======== Data supplied ========

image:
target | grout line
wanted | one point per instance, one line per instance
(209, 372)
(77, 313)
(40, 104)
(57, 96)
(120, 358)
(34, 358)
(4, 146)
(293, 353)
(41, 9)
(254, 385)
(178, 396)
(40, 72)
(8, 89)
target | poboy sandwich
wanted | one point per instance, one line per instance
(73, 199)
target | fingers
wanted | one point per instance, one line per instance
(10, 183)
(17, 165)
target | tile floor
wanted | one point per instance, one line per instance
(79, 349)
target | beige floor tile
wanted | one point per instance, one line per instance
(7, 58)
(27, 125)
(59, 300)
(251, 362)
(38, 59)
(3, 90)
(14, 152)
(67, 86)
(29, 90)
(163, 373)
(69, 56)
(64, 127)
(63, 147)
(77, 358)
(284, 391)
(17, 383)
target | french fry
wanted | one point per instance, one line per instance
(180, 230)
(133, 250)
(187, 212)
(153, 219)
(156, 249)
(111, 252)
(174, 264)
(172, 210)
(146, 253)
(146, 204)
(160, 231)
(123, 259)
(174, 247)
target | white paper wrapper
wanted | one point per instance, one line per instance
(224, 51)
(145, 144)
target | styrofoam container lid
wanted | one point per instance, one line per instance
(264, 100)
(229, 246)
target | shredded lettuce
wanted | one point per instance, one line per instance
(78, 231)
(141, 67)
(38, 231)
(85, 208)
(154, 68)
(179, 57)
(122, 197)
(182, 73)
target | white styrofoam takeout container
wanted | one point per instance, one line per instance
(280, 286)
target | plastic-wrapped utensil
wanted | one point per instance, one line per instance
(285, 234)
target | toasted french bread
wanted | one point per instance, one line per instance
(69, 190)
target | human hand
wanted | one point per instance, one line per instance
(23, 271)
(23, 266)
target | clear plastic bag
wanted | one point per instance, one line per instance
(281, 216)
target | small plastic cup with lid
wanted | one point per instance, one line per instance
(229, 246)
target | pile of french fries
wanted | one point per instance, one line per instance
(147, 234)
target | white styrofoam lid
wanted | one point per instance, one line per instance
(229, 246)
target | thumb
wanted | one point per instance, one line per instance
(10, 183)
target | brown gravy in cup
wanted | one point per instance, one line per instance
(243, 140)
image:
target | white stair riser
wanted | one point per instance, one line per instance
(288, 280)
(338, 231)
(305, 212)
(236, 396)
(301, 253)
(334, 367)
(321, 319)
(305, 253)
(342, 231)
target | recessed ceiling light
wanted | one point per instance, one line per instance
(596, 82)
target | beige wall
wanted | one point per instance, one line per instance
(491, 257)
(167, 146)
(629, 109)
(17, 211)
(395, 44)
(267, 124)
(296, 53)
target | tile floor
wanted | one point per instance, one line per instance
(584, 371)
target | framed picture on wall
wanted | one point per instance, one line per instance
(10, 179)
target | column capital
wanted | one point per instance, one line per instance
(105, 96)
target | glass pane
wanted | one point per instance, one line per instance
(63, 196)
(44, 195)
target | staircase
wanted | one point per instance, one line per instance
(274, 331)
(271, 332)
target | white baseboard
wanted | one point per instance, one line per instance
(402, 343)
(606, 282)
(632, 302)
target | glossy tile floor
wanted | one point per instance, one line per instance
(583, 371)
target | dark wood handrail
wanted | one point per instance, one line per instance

========

# What you should do
Quote the lines above word for word, from first to last.

# Answer for the task
image:
target | grout line
wanted | one point per instance, one line per instance
(209, 372)
(77, 313)
(40, 104)
(57, 96)
(120, 358)
(34, 358)
(4, 146)
(293, 353)
(41, 9)
(254, 385)
(178, 396)
(40, 72)
(8, 89)
target | poboy sandwich
wanted | one point per instance, one line per instance
(73, 199)
target | fingers
wanted | one point per instance, one line per instance
(10, 183)
(17, 165)
target | tile floor
wanted | one point per instance, one line per instance
(79, 349)
target | beige floor tile
wanted | one point per instance, one line per instance
(7, 58)
(27, 125)
(59, 300)
(251, 362)
(38, 59)
(3, 90)
(14, 152)
(67, 86)
(29, 90)
(163, 373)
(69, 56)
(64, 127)
(63, 147)
(77, 358)
(284, 391)
(17, 383)
target | french fry
wanted | one point per instance, one line per instance
(180, 230)
(133, 250)
(187, 212)
(153, 219)
(156, 249)
(111, 252)
(174, 264)
(172, 210)
(146, 253)
(146, 204)
(160, 231)
(123, 259)
(174, 247)
target | white paper wrapper
wanted | one point per instance, one line per instance
(224, 51)
(145, 144)
target | styrofoam container lid
wanted | one point per instance, one line per instance
(264, 100)
(229, 246)
target | shredded lettuce
wanted | one point per instance, one line per instance
(78, 231)
(141, 67)
(38, 231)
(85, 208)
(154, 68)
(179, 57)
(122, 197)
(182, 73)
target | white styrofoam takeout container
wanted | one point per instance, one line per instance
(280, 286)
target | plastic-wrapped utensil
wanted | one point per instance, one line per instance
(285, 234)
target | toasted french bread
wanted | one point per instance, one line per instance
(69, 190)
target | human hand
wanted | one point per instance, one line per instance
(23, 271)
(23, 266)
target | clear plastic bag
wanted | one point per instance, one line per instance
(281, 216)
target | small plastic cup with lid
wanted | one point per instance, one line per instance
(229, 246)
target | pile of french fries
wanted | one point per instance, one line per instance
(147, 234)
target | white styrofoam lid
wanted | one point per instance, one line per instance
(229, 246)
target | thumb
wanted | one point per instance, one line per instance
(10, 183)
target | brown gravy in cup
wanted | one point per instance, one line per instance
(243, 140)
image:
target | white stair riser
wanted | one point per instance, one line per instance
(288, 280)
(338, 231)
(305, 212)
(236, 396)
(301, 253)
(334, 367)
(321, 319)
(305, 253)
(342, 231)
target | recessed ceiling light
wanted | one point per instance, one line per instance
(596, 82)
target | beige wall
wanted | one point per instance, one line per instance
(491, 257)
(167, 146)
(629, 109)
(17, 211)
(395, 44)
(267, 124)
(296, 53)
target | tile floor
wanted | one point per instance, one line per instance
(584, 371)
target | framed picture on wall
wanted | one point per instance, one line per instance
(10, 179)
target | column capital
wanted | one point per instance, one line per instance
(105, 96)
target | glass pane
wanted | one point per instance, one line per instance
(63, 196)
(44, 195)
target | staircase
wanted | one point per instance, one line per instance
(274, 331)
(271, 332)
target | white baseboard
wanted | one point per instance, one line per instance
(402, 343)
(606, 282)
(632, 302)
target | glossy tile floor
wanted | one point per instance, one line per instance
(583, 371)
target | dark wood handrail
wanted | one point per instance, one line per instance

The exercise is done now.